● WHAT THE TASK ASKS
Put the lines below into a Markdown table with columns "n" (row number) and "Line," starting at the line that contains "For every instance of the suv door" and ending at the last line, both included. Leave out blank lines and include no other lines.

>> begin EXERCISE DATA

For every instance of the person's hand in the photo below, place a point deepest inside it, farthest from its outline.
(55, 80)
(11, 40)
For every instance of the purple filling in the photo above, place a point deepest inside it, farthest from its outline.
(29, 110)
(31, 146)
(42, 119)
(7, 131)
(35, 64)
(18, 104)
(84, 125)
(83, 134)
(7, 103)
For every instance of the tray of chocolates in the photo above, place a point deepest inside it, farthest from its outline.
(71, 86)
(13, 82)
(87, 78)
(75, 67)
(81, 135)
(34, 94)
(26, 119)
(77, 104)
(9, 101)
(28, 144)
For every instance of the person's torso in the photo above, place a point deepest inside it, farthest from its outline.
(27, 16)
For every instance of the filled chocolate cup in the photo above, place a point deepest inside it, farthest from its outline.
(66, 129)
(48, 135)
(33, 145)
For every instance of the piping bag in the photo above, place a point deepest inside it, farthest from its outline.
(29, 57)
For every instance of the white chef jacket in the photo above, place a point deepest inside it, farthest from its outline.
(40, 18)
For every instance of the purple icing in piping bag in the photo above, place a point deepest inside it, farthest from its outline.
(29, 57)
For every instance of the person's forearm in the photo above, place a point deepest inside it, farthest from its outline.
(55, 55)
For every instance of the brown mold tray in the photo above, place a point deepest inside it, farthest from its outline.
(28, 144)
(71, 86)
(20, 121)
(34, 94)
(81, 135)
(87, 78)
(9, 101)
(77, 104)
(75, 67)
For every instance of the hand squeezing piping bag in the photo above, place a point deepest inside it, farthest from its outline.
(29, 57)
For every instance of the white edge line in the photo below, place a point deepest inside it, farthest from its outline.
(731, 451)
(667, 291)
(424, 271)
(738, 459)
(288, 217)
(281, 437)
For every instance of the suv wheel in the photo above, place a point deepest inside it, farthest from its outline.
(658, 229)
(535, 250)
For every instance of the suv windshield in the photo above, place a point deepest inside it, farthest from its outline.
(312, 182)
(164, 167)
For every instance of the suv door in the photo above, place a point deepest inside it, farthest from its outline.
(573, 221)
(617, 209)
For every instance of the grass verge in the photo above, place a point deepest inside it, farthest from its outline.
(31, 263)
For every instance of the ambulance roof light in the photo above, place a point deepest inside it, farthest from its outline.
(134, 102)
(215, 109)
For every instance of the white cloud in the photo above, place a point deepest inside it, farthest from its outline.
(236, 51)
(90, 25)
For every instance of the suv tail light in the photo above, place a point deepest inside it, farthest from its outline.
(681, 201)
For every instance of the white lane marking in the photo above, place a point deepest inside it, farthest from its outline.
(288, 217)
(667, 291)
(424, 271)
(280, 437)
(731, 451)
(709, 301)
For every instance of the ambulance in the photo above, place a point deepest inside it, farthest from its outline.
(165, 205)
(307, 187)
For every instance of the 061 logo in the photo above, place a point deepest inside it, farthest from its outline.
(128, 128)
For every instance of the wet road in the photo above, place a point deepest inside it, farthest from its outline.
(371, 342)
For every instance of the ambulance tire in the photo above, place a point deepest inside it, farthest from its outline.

>> end EXERCISE DATA

● TASK OUTPUT
| n | Line |
|---|---|
| 1 | For every instance of the suv door in the photo above, place a point deepest inside it, farthest from its outline. |
| 2 | (573, 221) |
| 3 | (617, 209) |
| 4 | For every instance of the grass verge in the photo above, place a point deepest inside it, farthest from its outline. |
| 5 | (31, 263) |
| 6 | For every instance of the ambulance roof light in the photo above, place a point deepest inside it, farthest from its outline. |
| 7 | (134, 102) |
| 8 | (215, 109) |
| 9 | For every instance of the white cloud in the photo above, place a point deepest inside it, farthest from its outline. |
| 10 | (236, 51) |
| 11 | (90, 25) |
| 12 | For every instance of the suv tail light in the photo above, place a point deepest inside it, farthest from its outline. |
| 13 | (681, 201) |
| 14 | For every instance of the white lane marking in the photo above, place a point deepest inside it, farthest from its outline. |
| 15 | (288, 217) |
| 16 | (667, 291) |
| 17 | (424, 271) |
| 18 | (280, 437) |
| 19 | (731, 451) |
| 20 | (709, 301) |
| 21 | For every instance of the ambulance in the photo above, place a point deepest inside it, farthest from its outline. |
| 22 | (165, 205) |
| 23 | (307, 187) |
| 24 | For every instance of the 061 logo in the photo above, place a point deepest inside it, farthest from its outline. |
| 25 | (128, 128) |
| 26 | For every instance of the wet road in the photo above, place a point deepest inside it, farthest from its outline. |
| 27 | (371, 342) |
| 28 | For every instance of the ambulance tire in the photo above, place a point deepest inside it, farthest from its outline. |